Нет сомнения в том, что маоизм — если отвлечься от субъективных мотивов, вдохновляющих его адептов, его сторонников и союзников (эти мотивы могут быть самыми разными — одни у генерала Нимейри, совсем другие — у Сартра и Гароди), — представлят собою типичнейшую разновидность старой, и вовсе не сцецифически-китайской — детской болезни «левизны» Поэтому опасностью инфекции вынуждены считаться в данном случае все партии, особенно молодые, растущие за счёт людей, ещё не успевших пройти курса высшей школы политической борьбы, а потому склонных к упрощённо-прямолинейному представлению о социалистической революции и о тех трудностях, которые этой революции приходится преодолевать на пути к победе. Среди таких людей “идеи Мао Цзэ-дуна” и находят сбыт, и именно в силу того, что они хорошо согласуются с теми представлениями, которые приносят с собой в революционные движения новички. Применительно к их сознанию и сконструирована маоистская диалектика.
По существу она сводится к десятку-другому словесных формул, которым придаётся магическое значение, приписывается волшебная способность моментально разрешать любые теоретические затруднения, любые, самые сложные и специальные проблемы, начинаяот техники…
Объективные — унаследованные от старого Китая и потому от сознания и воли ни «маоцзэдунистов», ни чьей-либо воли не зависящие — причины случившегося «отчуждения» связаны, конечно, прежде всего с фактом крайней отсталости страны, с почти полным отсутствием готовых материальных предпосылок социалистического строительства, и, как следствие этого, с почти столь же полным отсутствием навыков политической демократии. Объективные условия социалистического строительства внутри страны были, таким образом, очень и очень неблагоприятные и тяжелые.
Само собой понятно, что в этих условиях чрезвычайно возрастала роль «субъективного фактора», или, говоря точнее, роль теоретического и политического положения вещей, — чтобы научиться побеждать не числом, а умением — тем самим умением, которое обеспечивает марксистско-ленинское учение, этот могущественнейший “субъективный фактор” современности.
Группа Мао Цзэ-дуна и повинна перед историей в том, что она не только не использовала эти подаренные ей историей преимущества, но и постаралась свести их на нет.
Уровень и качество теоретического мышления этой группы оказались явно ниже того положения, в которое эта группа волею судеб оказалась поставленной. Ее теоретический разум оказался неспособным справиться с выросшими перед ним гигантской сложности задами. Тут и находятся, по-видимому, «субъективные» причины трагедии, которую переживает ныне КПК. Маоцзэдунизм — это прежде всего попытка справиться с задачами всемирно-исторического размаха и соответствующей диалектической сложности с помощью явно негодных, явно недостаточных средств.
++++++++++++++++++++
Ваше задание = Какими, согласно фрагменту о маоизме, были объективные условия социалистического строительства внутри страны? Приведённые далее записи взяты из другого источника.

Исходные данные =
++++++++++++++++++++
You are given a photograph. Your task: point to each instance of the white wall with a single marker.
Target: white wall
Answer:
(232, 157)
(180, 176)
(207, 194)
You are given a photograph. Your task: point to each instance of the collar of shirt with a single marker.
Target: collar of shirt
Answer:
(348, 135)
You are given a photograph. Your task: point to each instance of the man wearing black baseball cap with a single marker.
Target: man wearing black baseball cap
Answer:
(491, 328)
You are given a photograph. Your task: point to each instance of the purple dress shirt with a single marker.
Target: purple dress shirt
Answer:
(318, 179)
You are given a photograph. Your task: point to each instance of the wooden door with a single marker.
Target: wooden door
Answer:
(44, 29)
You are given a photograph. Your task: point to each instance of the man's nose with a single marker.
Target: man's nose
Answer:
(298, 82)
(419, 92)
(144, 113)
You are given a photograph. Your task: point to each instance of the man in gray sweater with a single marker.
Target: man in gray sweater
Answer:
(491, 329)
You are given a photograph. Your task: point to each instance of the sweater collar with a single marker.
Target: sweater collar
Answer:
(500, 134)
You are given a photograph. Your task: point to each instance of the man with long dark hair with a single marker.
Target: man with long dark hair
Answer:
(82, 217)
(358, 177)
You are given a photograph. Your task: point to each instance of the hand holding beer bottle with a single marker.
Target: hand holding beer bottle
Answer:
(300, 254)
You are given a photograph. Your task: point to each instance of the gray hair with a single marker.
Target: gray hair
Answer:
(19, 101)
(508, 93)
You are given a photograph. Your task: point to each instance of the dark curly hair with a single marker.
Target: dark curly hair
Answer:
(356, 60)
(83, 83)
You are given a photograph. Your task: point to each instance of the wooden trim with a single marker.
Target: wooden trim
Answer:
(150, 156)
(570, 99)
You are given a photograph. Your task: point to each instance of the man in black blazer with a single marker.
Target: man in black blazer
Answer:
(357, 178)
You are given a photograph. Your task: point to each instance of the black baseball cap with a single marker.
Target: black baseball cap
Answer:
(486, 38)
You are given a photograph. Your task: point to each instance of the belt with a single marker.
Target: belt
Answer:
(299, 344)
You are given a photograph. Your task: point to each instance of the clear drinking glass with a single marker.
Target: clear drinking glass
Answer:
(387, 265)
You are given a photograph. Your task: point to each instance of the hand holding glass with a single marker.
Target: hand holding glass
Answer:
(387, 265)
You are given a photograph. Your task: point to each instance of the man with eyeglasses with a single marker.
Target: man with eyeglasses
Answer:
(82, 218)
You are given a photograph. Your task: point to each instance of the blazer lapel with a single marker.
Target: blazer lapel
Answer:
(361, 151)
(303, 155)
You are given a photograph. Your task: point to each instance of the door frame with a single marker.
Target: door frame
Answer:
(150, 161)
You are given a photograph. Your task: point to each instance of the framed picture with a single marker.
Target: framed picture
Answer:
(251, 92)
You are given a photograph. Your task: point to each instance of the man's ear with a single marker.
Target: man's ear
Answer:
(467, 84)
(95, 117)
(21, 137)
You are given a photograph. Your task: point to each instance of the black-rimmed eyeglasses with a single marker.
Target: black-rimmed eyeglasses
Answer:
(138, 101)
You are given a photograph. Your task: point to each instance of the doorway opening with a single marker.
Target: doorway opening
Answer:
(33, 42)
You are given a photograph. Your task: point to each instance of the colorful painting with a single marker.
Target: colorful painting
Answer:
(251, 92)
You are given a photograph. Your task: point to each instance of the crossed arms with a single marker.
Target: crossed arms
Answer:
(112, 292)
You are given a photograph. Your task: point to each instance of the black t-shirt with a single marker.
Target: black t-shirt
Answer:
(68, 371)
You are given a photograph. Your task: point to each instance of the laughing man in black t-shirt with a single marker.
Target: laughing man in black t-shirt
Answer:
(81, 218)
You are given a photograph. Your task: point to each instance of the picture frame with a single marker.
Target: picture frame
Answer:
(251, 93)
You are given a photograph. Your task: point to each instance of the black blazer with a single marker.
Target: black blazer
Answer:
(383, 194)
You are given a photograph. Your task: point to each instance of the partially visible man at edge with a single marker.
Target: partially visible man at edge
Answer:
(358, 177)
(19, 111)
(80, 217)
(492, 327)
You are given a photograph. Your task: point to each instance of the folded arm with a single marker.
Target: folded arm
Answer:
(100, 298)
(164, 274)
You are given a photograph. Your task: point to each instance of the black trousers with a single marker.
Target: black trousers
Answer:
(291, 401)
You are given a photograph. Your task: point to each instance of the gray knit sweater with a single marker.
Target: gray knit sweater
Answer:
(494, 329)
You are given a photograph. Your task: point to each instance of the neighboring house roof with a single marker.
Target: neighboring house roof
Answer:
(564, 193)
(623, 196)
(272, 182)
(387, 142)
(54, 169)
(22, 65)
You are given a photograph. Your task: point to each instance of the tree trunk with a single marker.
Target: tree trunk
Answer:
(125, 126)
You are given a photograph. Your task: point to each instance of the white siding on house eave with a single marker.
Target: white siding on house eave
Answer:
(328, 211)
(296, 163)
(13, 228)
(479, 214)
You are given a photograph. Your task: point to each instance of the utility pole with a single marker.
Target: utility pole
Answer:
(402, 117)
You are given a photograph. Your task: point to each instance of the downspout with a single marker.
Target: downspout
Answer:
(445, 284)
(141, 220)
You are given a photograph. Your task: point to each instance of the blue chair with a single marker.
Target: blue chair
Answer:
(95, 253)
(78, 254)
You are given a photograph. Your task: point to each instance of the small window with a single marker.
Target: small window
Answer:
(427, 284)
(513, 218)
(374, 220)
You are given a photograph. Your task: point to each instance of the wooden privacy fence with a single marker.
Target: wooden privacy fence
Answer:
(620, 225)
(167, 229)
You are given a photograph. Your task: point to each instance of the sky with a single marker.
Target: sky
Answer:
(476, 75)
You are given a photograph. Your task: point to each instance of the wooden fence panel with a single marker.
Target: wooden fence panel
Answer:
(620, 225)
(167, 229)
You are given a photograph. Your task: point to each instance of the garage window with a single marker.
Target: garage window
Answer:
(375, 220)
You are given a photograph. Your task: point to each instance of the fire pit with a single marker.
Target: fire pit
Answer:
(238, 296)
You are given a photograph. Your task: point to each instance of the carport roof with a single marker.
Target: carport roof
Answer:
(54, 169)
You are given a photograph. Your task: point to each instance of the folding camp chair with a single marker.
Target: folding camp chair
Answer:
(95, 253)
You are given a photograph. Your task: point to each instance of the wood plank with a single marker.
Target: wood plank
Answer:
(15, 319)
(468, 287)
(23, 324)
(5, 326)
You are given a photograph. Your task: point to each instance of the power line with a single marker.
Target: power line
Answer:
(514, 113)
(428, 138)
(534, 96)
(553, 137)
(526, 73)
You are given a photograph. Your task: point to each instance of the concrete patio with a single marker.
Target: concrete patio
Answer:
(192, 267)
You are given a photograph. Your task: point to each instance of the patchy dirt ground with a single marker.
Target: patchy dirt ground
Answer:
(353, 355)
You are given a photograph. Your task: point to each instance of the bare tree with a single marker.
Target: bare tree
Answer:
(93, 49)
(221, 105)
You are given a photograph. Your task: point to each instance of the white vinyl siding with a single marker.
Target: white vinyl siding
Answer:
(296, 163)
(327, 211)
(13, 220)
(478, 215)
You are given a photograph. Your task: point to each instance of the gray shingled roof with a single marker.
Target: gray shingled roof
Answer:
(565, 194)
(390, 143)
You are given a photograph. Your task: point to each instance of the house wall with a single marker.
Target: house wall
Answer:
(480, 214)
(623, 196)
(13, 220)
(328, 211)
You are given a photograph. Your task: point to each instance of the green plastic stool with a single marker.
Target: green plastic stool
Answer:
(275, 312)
++++++++++++++++++++
Результат упражнения = Очень неблагоприятными и тяжелыми.